++++ Record list ++++

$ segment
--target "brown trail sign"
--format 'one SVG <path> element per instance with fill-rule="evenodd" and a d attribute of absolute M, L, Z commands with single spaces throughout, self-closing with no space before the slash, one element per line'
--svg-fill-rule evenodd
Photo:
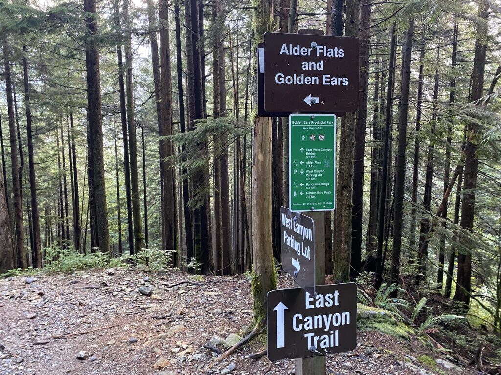
<path fill-rule="evenodd" d="M 265 110 L 357 110 L 358 38 L 266 32 L 264 40 Z"/>
<path fill-rule="evenodd" d="M 317 286 L 315 296 L 302 288 L 268 293 L 270 360 L 306 358 L 357 347 L 357 284 Z"/>

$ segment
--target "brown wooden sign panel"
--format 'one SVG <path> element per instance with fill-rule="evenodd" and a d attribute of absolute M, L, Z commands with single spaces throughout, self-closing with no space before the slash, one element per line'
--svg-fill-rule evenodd
<path fill-rule="evenodd" d="M 268 355 L 271 361 L 306 358 L 357 347 L 357 284 L 317 286 L 268 293 Z"/>
<path fill-rule="evenodd" d="M 264 39 L 266 111 L 358 109 L 358 38 L 266 32 Z"/>

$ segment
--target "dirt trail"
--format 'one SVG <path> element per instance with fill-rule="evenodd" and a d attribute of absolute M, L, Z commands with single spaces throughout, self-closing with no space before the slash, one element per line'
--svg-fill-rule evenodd
<path fill-rule="evenodd" d="M 169 286 L 183 281 L 195 284 Z M 280 282 L 291 282 L 281 276 Z M 248 328 L 251 309 L 243 276 L 120 268 L 0 280 L 0 374 L 293 374 L 293 360 L 246 358 L 265 348 L 262 336 L 220 364 L 203 347 L 212 339 L 223 350 L 226 339 L 238 340 L 230 335 Z M 359 332 L 358 341 L 356 350 L 328 357 L 328 374 L 475 373 L 440 364 L 428 372 L 417 359 L 426 353 L 417 340 L 408 346 L 368 332 Z"/>

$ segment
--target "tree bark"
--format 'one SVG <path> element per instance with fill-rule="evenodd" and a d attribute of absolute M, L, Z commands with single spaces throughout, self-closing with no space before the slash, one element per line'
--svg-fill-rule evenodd
<path fill-rule="evenodd" d="M 487 46 L 485 37 L 488 34 L 487 24 L 489 6 L 485 0 L 478 3 L 479 23 L 477 24 L 477 37 L 475 41 L 475 54 L 473 59 L 471 94 L 470 101 L 476 105 L 482 105 L 480 99 L 483 96 L 484 72 L 485 68 L 485 55 Z M 469 132 L 474 134 L 479 127 L 479 124 L 472 122 L 468 124 Z M 478 158 L 476 156 L 477 142 L 471 142 L 465 150 L 466 160 L 464 162 L 464 192 L 463 204 L 461 208 L 462 228 L 473 232 L 475 210 L 475 191 L 478 169 Z M 471 292 L 471 254 L 470 252 L 458 254 L 457 284 L 454 300 L 469 305 Z"/>
<path fill-rule="evenodd" d="M 35 173 L 35 158 L 33 150 L 33 135 L 32 132 L 33 118 L 31 114 L 30 100 L 30 83 L 28 79 L 28 63 L 26 58 L 26 46 L 23 46 L 25 56 L 23 58 L 23 72 L 25 84 L 25 107 L 26 108 L 26 132 L 28 140 L 28 164 L 30 166 L 30 191 L 31 194 L 31 216 L 33 222 L 33 266 L 42 267 L 42 256 L 40 253 L 40 218 L 38 213 L 38 200 L 37 199 L 37 184 Z"/>
<path fill-rule="evenodd" d="M 12 80 L 11 76 L 10 47 L 7 36 L 4 37 L 4 64 L 5 84 L 7 88 L 7 110 L 9 114 L 9 128 L 11 138 L 11 160 L 12 169 L 12 190 L 14 201 L 14 222 L 16 225 L 17 266 L 24 269 L 27 266 L 26 249 L 25 248 L 23 202 L 21 200 L 20 170 L 18 164 L 17 136 L 12 96 Z"/>
<path fill-rule="evenodd" d="M 198 41 L 200 38 L 200 24 L 198 16 L 198 0 L 187 0 L 186 4 L 186 24 L 191 26 L 191 30 L 186 32 L 186 49 L 188 62 L 188 98 L 189 98 L 190 127 L 195 130 L 195 120 L 204 116 L 203 98 L 203 78 L 201 72 L 201 56 Z M 207 145 L 201 142 L 195 145 L 201 154 L 208 152 Z M 193 210 L 193 234 L 195 254 L 200 264 L 200 272 L 206 274 L 210 268 L 210 230 L 208 210 L 209 202 L 207 192 L 204 188 L 208 179 L 208 170 L 201 166 L 194 174 L 192 186 L 196 186 L 195 195 L 201 202 Z"/>
<path fill-rule="evenodd" d="M 181 28 L 179 25 L 179 0 L 176 0 L 174 8 L 174 20 L 176 26 L 176 72 L 177 76 L 177 93 L 179 106 L 179 128 L 181 133 L 186 132 L 186 120 L 185 118 L 184 96 L 183 88 L 182 62 L 181 52 Z M 186 36 L 187 39 L 188 36 Z M 186 150 L 186 145 L 183 144 L 181 146 L 181 152 Z M 185 161 L 183 158 L 183 162 Z M 186 176 L 188 170 L 186 168 L 183 168 L 182 171 L 183 176 Z M 184 232 L 186 238 L 186 254 L 187 259 L 194 256 L 193 243 L 193 230 L 191 212 L 189 209 L 188 202 L 189 202 L 189 186 L 187 177 L 183 177 L 182 182 L 183 188 L 183 206 L 184 214 Z"/>
<path fill-rule="evenodd" d="M 383 278 L 383 242 L 384 240 L 385 207 L 386 204 L 386 180 L 388 175 L 391 111 L 393 104 L 393 84 L 395 80 L 395 60 L 396 58 L 397 36 L 394 24 L 391 29 L 391 42 L 390 50 L 390 66 L 388 76 L 388 91 L 386 96 L 386 108 L 385 116 L 384 144 L 382 155 L 381 187 L 379 194 L 379 209 L 378 212 L 377 254 L 376 262 L 376 286 L 379 288 Z"/>
<path fill-rule="evenodd" d="M 437 50 L 437 61 L 440 60 L 440 46 Z M 435 160 L 435 142 L 436 142 L 437 100 L 438 98 L 438 70 L 435 71 L 435 86 L 433 89 L 433 108 L 431 114 L 431 128 L 428 156 L 426 160 L 426 174 L 424 179 L 424 195 L 423 197 L 423 208 L 425 212 L 421 217 L 421 230 L 419 232 L 419 252 L 417 254 L 419 272 L 416 276 L 416 284 L 419 285 L 421 278 L 426 277 L 426 262 L 428 258 L 428 241 L 426 236 L 430 228 L 429 216 L 431 203 L 431 188 L 433 176 L 433 163 Z M 447 186 L 445 190 L 447 190 Z M 443 261 L 442 261 L 443 262 Z"/>
<path fill-rule="evenodd" d="M 15 268 L 12 256 L 12 240 L 9 209 L 6 198 L 5 184 L 0 175 L 0 274 Z"/>
<path fill-rule="evenodd" d="M 117 184 L 117 221 L 118 226 L 118 254 L 121 256 L 123 252 L 123 245 L 122 244 L 122 212 L 120 207 L 120 169 L 118 166 L 118 146 L 117 140 L 117 131 L 116 129 L 113 130 L 115 138 L 115 169 L 116 172 L 116 179 Z"/>
<path fill-rule="evenodd" d="M 265 32 L 273 30 L 273 0 L 257 2 L 253 24 L 257 46 Z M 256 68 L 255 66 L 255 70 Z M 258 72 L 254 71 L 255 80 Z M 253 132 L 252 242 L 254 277 L 252 292 L 255 321 L 259 327 L 266 325 L 266 296 L 277 287 L 277 275 L 272 251 L 272 124 L 270 118 L 256 116 Z"/>
<path fill-rule="evenodd" d="M 73 195 L 75 200 L 73 202 L 73 222 L 74 227 L 73 229 L 73 241 L 75 243 L 75 248 L 77 252 L 81 251 L 80 238 L 81 236 L 81 228 L 80 228 L 80 206 L 79 202 L 79 196 L 78 194 L 78 170 L 77 168 L 77 150 L 75 145 L 75 130 L 73 124 L 73 113 L 70 113 L 70 124 L 71 126 L 71 139 L 70 144 L 72 154 L 73 157 L 73 168 L 72 170 L 72 173 L 73 176 Z M 70 142 L 69 140 L 68 141 Z M 85 178 L 84 178 L 85 180 Z M 83 205 L 83 204 L 82 204 Z"/>
<path fill-rule="evenodd" d="M 421 114 L 422 112 L 423 103 L 423 80 L 425 56 L 424 40 L 421 41 L 421 52 L 419 52 L 419 76 L 417 82 L 417 101 L 416 108 L 416 138 L 414 143 L 414 161 L 412 169 L 412 208 L 410 220 L 410 240 L 409 242 L 409 260 L 410 264 L 414 262 L 416 248 L 416 222 L 417 220 L 417 192 L 419 188 L 418 176 L 419 168 L 419 146 L 421 144 Z"/>
<path fill-rule="evenodd" d="M 141 126 L 141 140 L 143 150 L 143 198 L 144 206 L 144 246 L 148 248 L 148 194 L 146 190 L 146 146 L 144 141 L 144 125 Z"/>
<path fill-rule="evenodd" d="M 159 124 L 161 136 L 172 134 L 172 78 L 170 75 L 170 50 L 169 41 L 168 20 L 168 4 L 167 0 L 161 0 L 160 8 L 160 66 L 161 67 L 161 100 L 164 107 L 162 122 Z M 162 174 L 163 176 L 163 194 L 165 206 L 164 214 L 165 222 L 166 245 L 168 250 L 177 250 L 176 236 L 176 194 L 174 179 L 174 164 L 170 157 L 174 154 L 172 142 L 160 140 L 160 157 L 163 160 Z M 173 252 L 172 262 L 178 263 L 177 252 Z"/>
<path fill-rule="evenodd" d="M 84 10 L 87 12 L 85 24 L 90 36 L 98 34 L 96 0 L 84 0 Z M 103 150 L 103 125 L 101 106 L 101 84 L 99 73 L 99 52 L 89 38 L 85 46 L 86 70 L 87 83 L 88 119 L 92 142 L 90 144 L 93 162 L 94 190 L 96 203 L 99 210 L 96 212 L 99 250 L 108 252 L 110 250 L 110 235 L 108 226 L 108 209 L 104 176 L 104 160 Z"/>
<path fill-rule="evenodd" d="M 134 224 L 134 250 L 139 252 L 144 246 L 139 202 L 139 176 L 137 166 L 137 140 L 136 136 L 136 118 L 134 114 L 134 88 L 132 76 L 132 48 L 131 24 L 129 18 L 129 1 L 124 1 L 124 22 L 125 26 L 125 98 L 127 104 L 127 123 L 129 130 L 130 151 L 130 182 L 132 189 L 132 222 Z"/>
<path fill-rule="evenodd" d="M 122 38 L 122 30 L 120 24 L 119 0 L 114 1 L 114 12 L 116 32 Z M 132 224 L 132 200 L 131 196 L 130 163 L 129 162 L 129 136 L 127 134 L 127 108 L 125 104 L 125 84 L 124 80 L 124 65 L 122 61 L 122 46 L 117 45 L 117 57 L 118 60 L 118 87 L 120 102 L 120 120 L 124 150 L 124 174 L 125 176 L 125 199 L 127 201 L 127 232 L 129 254 L 134 254 L 134 226 Z"/>
<path fill-rule="evenodd" d="M 372 0 L 360 2 L 360 74 L 359 108 L 355 127 L 355 160 L 353 166 L 353 194 L 352 211 L 351 260 L 350 276 L 360 274 L 362 262 L 362 215 L 364 196 L 364 162 L 367 122 L 367 95 L 369 89 L 369 55 Z"/>
<path fill-rule="evenodd" d="M 455 70 L 457 64 L 457 37 L 458 36 L 458 24 L 457 20 L 454 21 L 454 30 L 452 32 L 452 68 L 451 77 L 450 82 L 449 84 L 449 88 L 450 92 L 449 94 L 449 103 L 454 102 L 455 97 Z M 451 136 L 452 135 L 452 119 L 449 125 L 447 134 L 447 147 L 451 146 Z M 464 146 L 463 146 L 464 147 Z M 462 170 L 461 171 L 457 182 L 457 190 L 456 192 L 456 200 L 454 206 L 454 224 L 457 224 L 459 222 L 459 210 L 461 207 L 461 188 L 462 184 Z M 445 192 L 444 192 L 445 194 Z M 444 246 L 445 247 L 445 246 Z M 456 256 L 456 250 L 454 246 L 452 246 L 450 254 L 449 254 L 449 261 L 447 268 L 447 274 L 445 276 L 445 288 L 444 290 L 444 296 L 447 298 L 450 297 L 450 290 L 452 284 L 452 276 L 454 274 L 454 260 Z"/>
<path fill-rule="evenodd" d="M 393 244 L 391 254 L 390 284 L 399 282 L 400 272 L 400 250 L 402 246 L 402 230 L 403 216 L 404 188 L 405 184 L 405 150 L 407 146 L 407 112 L 409 109 L 409 86 L 410 66 L 412 60 L 412 38 L 414 20 L 411 20 L 405 34 L 405 48 L 402 64 L 402 90 L 398 109 L 398 148 L 395 182 L 395 213 L 393 219 Z M 392 294 L 396 296 L 397 290 Z"/>

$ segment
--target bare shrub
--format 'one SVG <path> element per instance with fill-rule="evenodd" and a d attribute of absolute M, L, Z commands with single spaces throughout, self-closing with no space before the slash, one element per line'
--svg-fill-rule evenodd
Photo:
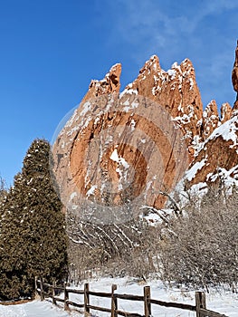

++++

Stated goal. Show every line of the material above that contains the string "brown".

Right answer.
--target "brown trail sign"
--target "brown wooden sign panel"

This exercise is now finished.